КОРОТКОЕ ЗАДАНИЕ A:
Перепишите строки всех записей, заменив «mowed grass field» на «freshly cut lawn» и оставив остальное без изменений. Изображения в ответ не включайте.

ИЗВЛЕЧЁННЫЙ ТЕКСТ:
>>>
Булгаков одновременно писал об Эрдмане и о себе, находясь, и уже давно, в состоянии «душевного угнетения».
5 февраля 1938 года Елена Сергеевна записала в дневнике:
«Сегодня отвезла и сдала в ЦК партии на имя Сталина письмо о смягчении участи Николая Эрдмана. Хотела сдать лично в секретариат, но меня не пустили, и я отдала письмо в окно, где принимается почта ЦК».
Ответа на это письмо Булгакова, впрочем, как и на другие, не поступило.
В конце мая 1938 года Елена Сергеевна вместе с младшим сыном Сергеем уехала на отдых в Лебедянь. Это была первая длительная разлука с мужем, которую он переносил тяжело, очень скучая без жены. Отдых для Елены Сергеевны был необходим, поскольку постоянные потрясения привели ее к морально-психологическому кризису – сильным головным болям и бессоннице. Вдали от Елены Сергеевны Булгаков, как никогда остро, ощутил, какой важной и твердой опорой она является в его жизни. Он тоже нуждался в отдыхе, но остался в Москве, загруженный работой в Большом театре, желая непременно закончить роман «Мастер и Маргарита».
«27. V.38. Из Москвы в Лебедянь. Е. С. Булгаковой. Дорогая Люсенька, целую тебя крепко… Жива ли, здорова ли после этого поезда?.. Умоляю, отдыхай! Не думай ни о театрах, ни о Немировиче, ни о драматургах, ничего не читай, кроме засаленных и растрепанных переводных романов… Пусть Лебедянское солнце над тобой будет как подсолнух, а подсолнух (если есть в Лебедяни!) как солнце. Твой М.».
«14. VI.38. Дорогая моя!.. Целую тебя крепко. Лю! Три раза в день тебе купаться нельзя! Сиди в тени и не изнуряй себя базаром! Яйца купят и без тебя. Любуйся круглым пейзажем, вспоминай меня. Много не расхаживай. Значит, здоровье твое в порядке? Ответь!»
«15. VI.38. Передо мною 327 машинных страниц (около 22 глав). Если буду здоров, скоро переписка закончится. Останется самое важное – корректура (авторская)… “Что будет?” Ты спрашиваешь? Не знаю. Вероятно, ты уложишь роман в бюро или шкаф, где лежат убогие мои пьесы, и иногда будешь вспоминать о нем. Впрочем, мы не знаем нашего будущего… Суд свой над этой вещью я уже совершил, и если мне удастся еще приподнять конец, я буду считать, что вещь заслуживает корректуры и того, чтобы быть уложенной во тьму жизни. Теперь меня интересует твой суд, а буду ли я знать суд читателей, никому не известно».
«19. VIII.38. Я случайно напал на статью о фантастике Гофмана. Я берегу ее для тебя, зная, что она поразит тебя так же, как и меня. Я прав в “Мастере и Маргарите”. Ты понимаешь, что стоит это сознание – я прав!»
<<<
ИСХОДНЫЕ ДАННЫЕ:
>>>
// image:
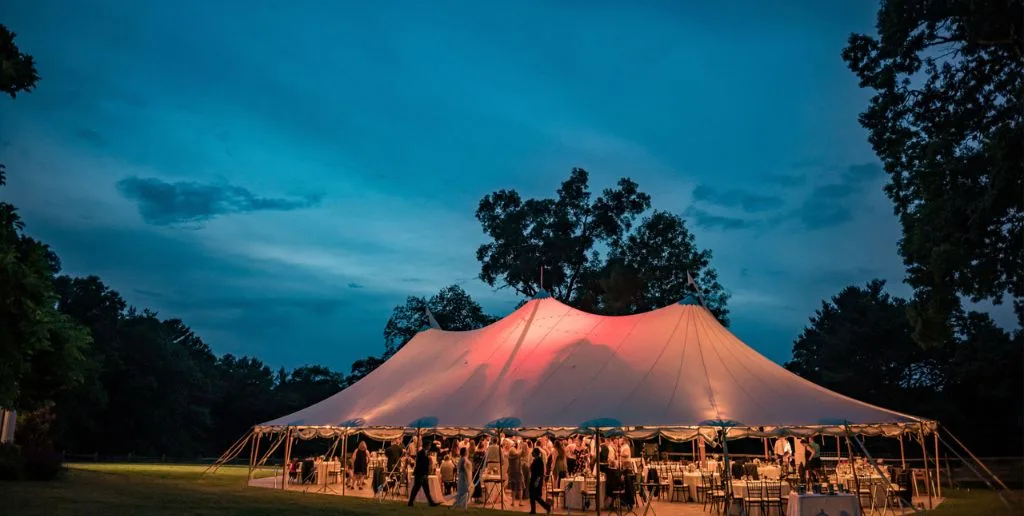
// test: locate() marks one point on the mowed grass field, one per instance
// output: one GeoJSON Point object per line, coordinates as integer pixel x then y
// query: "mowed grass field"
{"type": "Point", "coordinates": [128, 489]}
<<<
КОРОТКОЕ ЗАДАНИЕ B:
Подхватите текст о Булгакове и Елене Сергеевне в 1938 году и продолжите его после последнего приведённого предложения.

ИТОГОВЫЙ ОТВЕТ A:
// image:
// test: locate() marks one point on the freshly cut lawn, one per instance
// output: one GeoJSON Point object per line, coordinates as integer pixel x then y
// query: "freshly cut lawn"
{"type": "Point", "coordinates": [128, 489]}

ИТОГОВЫЙ ОТВЕТ B:
Глава восемнадцатая Неродившийся шедевр
Согласно ныне уже хрестоматийному выражению Михаила Булгакова о том, что «рукописи не горят», где-то в архиве Большого театра среди запылившихся тетрадок с нотами и текстами должно сохраниться написанное им либретто оперы «Рашель».
Молодой композитор из Ленинграда Вячеслав Павлович Соловьев-Седой буквально атаковал Булгакова с просьбой написать либретто к его опере «Дружба». Об этом вспоминала в своем дневнике Елена Сергеевна: «Сегодня удружил Самосуд. Прислал композитора Соловьева с началом оперы. Очень талантливая музыка, но никакого либретто нету. Какие-то обрывки, начала из колхозно-пограничной жизни…» И хотя музыка, предложенная композитором, была замечательной и сам Соловьев «чисто по-человечески» нравился Булгакову, но тема оперы была неприемлемой для него, и он, уже сильно больной и работающий над романом «Мастер и Маргарита», искал для Соловьева другого либреттиста.
«Роман нужно окончить! Теперь! Теперь!» – писал Булгаков жене. И тем не менее он горел желанием найти оперу с сюжетом на общечеловеческую тему, понятную во всем мире, и для этого выбрал рассказ Ги де Мопассана «Мадемуазель Фифи». Елена Сергеевна была в восторге от его задумки, даже пожалела, что не она нашла этот рассказ, хотя читала его дважды. «Просто мне не пришло в голову, что его можно превратить в оперу, – оправдывалась она. – Впрочем, ты – гений, а не я». – «Ты больше чем гений, – улыбался Булгаков, – ты даешь мне жизнь, я серьезно говорю».
В первых картинах оперы Михаил Афанасьевич предполагал изобразить изнывающих от безделья немецких офицеров. Они расположились в захваченном ими старинном французском замке. Самым молодым из них был маркиз Вильгельм фон Эйрик – «миниатюрный блондин, чванливый, грубый с солдатами, жестокий к побежденным, готовый вспыхнуть как порох по любому поводу»… Товарищи называли его не иначе как «мадемуазель Фифи». Этим прозвищем он был обязан жеманному виду, тонкой талии, словно затянутой в корсет, бледному лицу с еле пробивающимися усиками, а главное – усвоенной им привычке в знак величайшего презрения ко всем одушевленным и неодушевленным предметам произносить с присвистом: «фи-фи!»
Булгаков представлял себе выходную арию этого офицера в виде сатирической песенки. На последнем настаивала Елена Сергеевна: «Для такого типа, как этот самоуверенный глуповатый офицер, ария будет выглядеть чересчур громоздко и даже нелепо». – «Вот и хорошо, – не соглашался Булгаков, – ария будет контрастировать с его характером и даже видом… Ладно, решим, когда появится музыка».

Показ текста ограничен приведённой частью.